Required task ::
Here are some records. Copy each one exactly.

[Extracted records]
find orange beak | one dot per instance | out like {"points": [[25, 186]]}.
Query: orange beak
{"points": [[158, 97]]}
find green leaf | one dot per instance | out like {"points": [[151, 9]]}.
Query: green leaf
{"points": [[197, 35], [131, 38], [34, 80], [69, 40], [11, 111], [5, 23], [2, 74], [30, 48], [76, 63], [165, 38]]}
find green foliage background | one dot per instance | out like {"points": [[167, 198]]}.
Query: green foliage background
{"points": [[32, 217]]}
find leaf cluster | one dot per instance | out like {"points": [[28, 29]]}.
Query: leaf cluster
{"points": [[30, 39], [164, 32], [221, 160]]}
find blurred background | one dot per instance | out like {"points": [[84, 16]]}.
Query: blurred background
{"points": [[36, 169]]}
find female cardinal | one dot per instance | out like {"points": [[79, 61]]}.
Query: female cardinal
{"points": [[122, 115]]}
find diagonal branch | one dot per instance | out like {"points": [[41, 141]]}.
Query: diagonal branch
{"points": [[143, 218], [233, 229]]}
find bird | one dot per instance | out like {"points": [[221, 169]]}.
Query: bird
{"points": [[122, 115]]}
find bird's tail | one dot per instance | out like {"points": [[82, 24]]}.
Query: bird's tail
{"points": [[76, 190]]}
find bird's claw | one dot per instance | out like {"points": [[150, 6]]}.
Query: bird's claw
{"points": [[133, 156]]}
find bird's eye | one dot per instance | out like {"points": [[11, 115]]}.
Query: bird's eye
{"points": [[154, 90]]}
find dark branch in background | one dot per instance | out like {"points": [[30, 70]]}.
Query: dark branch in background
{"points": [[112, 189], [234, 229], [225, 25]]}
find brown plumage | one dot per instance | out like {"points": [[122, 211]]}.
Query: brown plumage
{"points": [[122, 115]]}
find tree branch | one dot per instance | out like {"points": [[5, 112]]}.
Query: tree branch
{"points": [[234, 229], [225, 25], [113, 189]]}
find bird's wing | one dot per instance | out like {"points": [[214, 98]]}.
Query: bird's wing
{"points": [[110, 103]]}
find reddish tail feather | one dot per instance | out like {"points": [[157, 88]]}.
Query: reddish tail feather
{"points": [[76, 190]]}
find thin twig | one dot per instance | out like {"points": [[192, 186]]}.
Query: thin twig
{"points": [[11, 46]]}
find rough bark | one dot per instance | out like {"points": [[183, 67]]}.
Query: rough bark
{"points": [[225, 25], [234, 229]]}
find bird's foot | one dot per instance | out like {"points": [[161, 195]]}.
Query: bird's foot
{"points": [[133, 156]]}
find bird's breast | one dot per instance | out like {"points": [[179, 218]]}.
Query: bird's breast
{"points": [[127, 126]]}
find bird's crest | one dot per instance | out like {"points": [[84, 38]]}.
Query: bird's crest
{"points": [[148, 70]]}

Full solution ::
find orange beak | one dot per instance | out like {"points": [[25, 186]]}.
Query: orange beak
{"points": [[158, 97]]}
find green leaf | one dot per instance | out like {"points": [[151, 9]]}.
Query: green leaf
{"points": [[197, 35], [131, 38], [34, 80], [69, 40], [11, 111], [5, 23], [2, 74], [30, 48], [76, 63], [165, 38]]}
find green foliage background | one dot per instance | out like {"points": [[167, 198]]}.
Query: green foliage background
{"points": [[32, 217]]}
find leaf cluster | one dot per instance | out like {"points": [[28, 29]]}.
Query: leaf cluster
{"points": [[30, 39], [164, 32], [221, 160]]}
find blurred background | one dot per instance | out like {"points": [[84, 16]]}.
Query: blurred background
{"points": [[36, 169]]}
find female cardinal | one dot per instance | out like {"points": [[79, 61]]}.
Query: female cardinal
{"points": [[122, 115]]}
find diagonal branch | one dot per instance | out like {"points": [[41, 141]]}.
Query: diagonal branch
{"points": [[143, 218], [233, 229]]}
find bird | one dot per instance | out like {"points": [[221, 169]]}.
Query: bird
{"points": [[122, 115]]}
find bird's tail | one dot per instance | out like {"points": [[82, 24]]}.
Query: bird's tail
{"points": [[76, 190]]}
find bird's claw | one dot per instance | out like {"points": [[150, 6]]}.
Query: bird's claw
{"points": [[133, 156]]}
find bird's eye | one dot per instance | out like {"points": [[11, 115]]}.
Query: bird's eye
{"points": [[154, 90]]}
find dark branch in background | one dot per instance | out like {"points": [[30, 70]]}.
Query: dark branch in background
{"points": [[112, 189], [234, 229], [225, 25]]}
find brown plumage | one dot per instance | out like {"points": [[122, 211]]}.
Query: brown plumage
{"points": [[122, 115]]}
find tree branch | one dot per instance | out like {"points": [[5, 112]]}.
Query: tree branch
{"points": [[234, 229], [225, 25], [113, 189]]}
find bird's wing | one dot per instance | out like {"points": [[214, 98]]}.
Query: bird's wing
{"points": [[110, 103]]}
find reddish tail feather | one dot per instance | out like {"points": [[157, 88]]}.
Query: reddish tail feather
{"points": [[76, 190]]}
find thin twig | one dot per instance | out like {"points": [[192, 186]]}.
Query: thin twig
{"points": [[11, 46]]}
find rough bark | one dot per instance | out like {"points": [[183, 67]]}.
Query: rough bark
{"points": [[225, 25], [234, 229]]}
find bird's foot | one dot per instance | out like {"points": [[161, 195]]}.
Query: bird's foot
{"points": [[133, 156]]}
find bird's breast | one dot per instance | out like {"points": [[179, 218]]}.
Query: bird's breast
{"points": [[127, 126]]}
find bird's crest | one dot per instance | out like {"points": [[84, 38]]}.
Query: bird's crest
{"points": [[148, 70]]}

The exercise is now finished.